### 文本节选
◇ ◇ ◇ ◇ ◇ ◇ ◇
月兑了和服同袜子,换上宽松的小衣,赤着脚,润带了果粥去找赤西仁,他还不想他没有消肿的脸被很多人看到,但赤西就无所谓——自从被堂本光一赶出以后就关在一个小院子中,每天被迫用冰块擦手后学习三味线——因为堂本光一的坚持,他才得以有一个学徒的身份而不是永远成为低等的仆人,不过赤西仁是不是认为将来正式的人册更低等就没人知道和关心了——其实,每个人都喜欢强加自己的意志在别人是身上,这是病。
“喂,你在干什么啊,这样会被烫到手。”一个声音从路过的廊边院中传出来,松本润放慢脚步,他看到有灯笼挂在村上的屋前,知道今晚他并未出去赴约,而是有重要的客人来访——一般只有熟客中有一定地位的人才会被接待到馆内
这个声音很明显是来自于一个孩子,不可能是村上信五的熟客——两个人的跑步声,松本润还没走,门就被拉开了,山下智久他是认识的,另一个却是陌生面孔。
山下见到他显然出乎意料,松本润大方得点头刚要走,陌生面孔的男孩子喊住自己,他说“你是来找智久的吗?你手里是什么?”
喂喂,小孩子要表这么烦啊,松本润回过身
山下穿着淡粉色和服,今晚打扮得简直像个女孩子,刘海修的齐贴着盖住眉毛,村上信五很知道如何收拾他能更招人喜欢,这一切只有他适合,山下智久手指微微并拢,他介绍道“这是生田家的少爷。”
叫做生田的男孩子笑着,他说“是秋家的果粥吗?一起吃可以吗?我随我父亲来了很久了,那些小果子我都咽不下去。”
松本润只能递过去他唯一收获的木盒。
◇ ◇ ◇ ◇ ◇ ◇ ◇
物体指点数据集记录:
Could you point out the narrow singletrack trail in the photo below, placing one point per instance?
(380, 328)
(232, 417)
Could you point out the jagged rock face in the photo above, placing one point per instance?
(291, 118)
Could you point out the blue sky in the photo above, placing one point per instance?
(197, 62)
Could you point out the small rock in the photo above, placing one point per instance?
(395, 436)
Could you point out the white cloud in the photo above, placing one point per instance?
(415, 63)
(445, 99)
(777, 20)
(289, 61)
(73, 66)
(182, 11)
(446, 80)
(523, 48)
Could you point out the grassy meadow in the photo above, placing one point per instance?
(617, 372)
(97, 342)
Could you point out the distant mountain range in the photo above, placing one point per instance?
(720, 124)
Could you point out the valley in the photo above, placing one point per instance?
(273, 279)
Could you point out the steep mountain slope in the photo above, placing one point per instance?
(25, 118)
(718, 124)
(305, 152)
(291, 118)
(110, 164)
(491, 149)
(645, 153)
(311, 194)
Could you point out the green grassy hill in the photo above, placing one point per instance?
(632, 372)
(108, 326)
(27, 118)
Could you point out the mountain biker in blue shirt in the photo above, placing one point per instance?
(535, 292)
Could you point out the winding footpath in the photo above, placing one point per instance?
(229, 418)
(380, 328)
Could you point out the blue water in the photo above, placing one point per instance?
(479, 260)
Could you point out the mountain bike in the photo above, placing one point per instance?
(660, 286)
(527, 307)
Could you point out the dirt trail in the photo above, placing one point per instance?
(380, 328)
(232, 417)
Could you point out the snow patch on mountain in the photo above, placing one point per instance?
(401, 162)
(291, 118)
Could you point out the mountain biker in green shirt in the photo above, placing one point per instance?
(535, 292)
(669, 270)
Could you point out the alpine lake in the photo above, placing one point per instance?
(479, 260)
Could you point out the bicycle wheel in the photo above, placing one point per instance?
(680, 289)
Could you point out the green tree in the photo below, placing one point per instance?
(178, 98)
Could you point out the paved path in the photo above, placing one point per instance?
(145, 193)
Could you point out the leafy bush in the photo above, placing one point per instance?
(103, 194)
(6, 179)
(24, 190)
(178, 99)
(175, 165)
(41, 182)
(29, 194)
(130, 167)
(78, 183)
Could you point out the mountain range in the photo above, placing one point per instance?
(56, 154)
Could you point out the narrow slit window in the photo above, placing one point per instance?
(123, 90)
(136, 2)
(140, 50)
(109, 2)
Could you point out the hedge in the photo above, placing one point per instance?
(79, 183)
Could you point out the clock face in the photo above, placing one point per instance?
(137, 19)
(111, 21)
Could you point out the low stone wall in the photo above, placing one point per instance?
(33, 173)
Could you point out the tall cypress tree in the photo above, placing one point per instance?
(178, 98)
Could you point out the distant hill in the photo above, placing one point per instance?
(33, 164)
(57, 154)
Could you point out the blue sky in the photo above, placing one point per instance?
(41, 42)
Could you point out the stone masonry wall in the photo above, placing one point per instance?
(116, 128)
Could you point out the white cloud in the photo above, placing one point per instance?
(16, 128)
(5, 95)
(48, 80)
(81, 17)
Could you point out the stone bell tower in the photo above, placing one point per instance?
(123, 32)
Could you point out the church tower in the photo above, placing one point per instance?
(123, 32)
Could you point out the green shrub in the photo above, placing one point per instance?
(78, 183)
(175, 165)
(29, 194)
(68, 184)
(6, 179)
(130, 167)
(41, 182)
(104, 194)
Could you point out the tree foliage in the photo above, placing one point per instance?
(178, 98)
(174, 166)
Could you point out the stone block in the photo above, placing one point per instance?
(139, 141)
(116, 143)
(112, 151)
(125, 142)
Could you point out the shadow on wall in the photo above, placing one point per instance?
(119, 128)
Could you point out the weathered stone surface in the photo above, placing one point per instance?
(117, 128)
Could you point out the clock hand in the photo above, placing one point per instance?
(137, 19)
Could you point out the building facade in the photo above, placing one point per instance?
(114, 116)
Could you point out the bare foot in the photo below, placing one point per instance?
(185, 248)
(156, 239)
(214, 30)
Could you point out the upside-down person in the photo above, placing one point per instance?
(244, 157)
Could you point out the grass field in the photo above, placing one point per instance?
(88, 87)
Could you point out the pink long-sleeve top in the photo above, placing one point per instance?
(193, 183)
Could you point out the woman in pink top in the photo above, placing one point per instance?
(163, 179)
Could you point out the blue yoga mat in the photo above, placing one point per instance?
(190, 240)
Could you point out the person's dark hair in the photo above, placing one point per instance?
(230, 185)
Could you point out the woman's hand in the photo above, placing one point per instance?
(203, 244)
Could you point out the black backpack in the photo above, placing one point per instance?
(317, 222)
◇ ◇ ◇ ◇ ◇ ◇ ◇
### 待完成任务
1: 根据文本节选回答下列问题:
(a) 润去找赤西仁时带了什么?
(b) 山下智久今晚穿的和服是什么颜色?
(c) 山下智久如何介绍那个陌生面孔的男孩子?
2: 从记录中摘出含有“Could you point out the upside-down”的那一行起、直到记录末尾的各行,首尾两行都算在内,逐字照录。

### 参考答案
1:
(a) 果粥。
(b) 淡粉色。
(c) 生田家的少爷。

2:
Could you point out the upside-down person in the photo above, placing one point per instance?
(244, 157)
Could you point out the grass field in the photo above, placing one point per instance?
(88, 87)
Could you point out the pink long-sleeve top in the photo above, placing one point per instance?
(193, 183)
Could you point out the woman in pink top in the photo above, placing one point per instance?
(163, 179)
Could you point out the blue yoga mat in the photo above, placing one point per instance?
(190, 240)
Could you point out the person's dark hair in the photo above, placing one point per instance?
(230, 185)
Could you point out the woman's hand in the photo above, placing one point per instance?
(203, 244)
Could you point out the black backpack in the photo above, placing one point per instance?
(317, 222)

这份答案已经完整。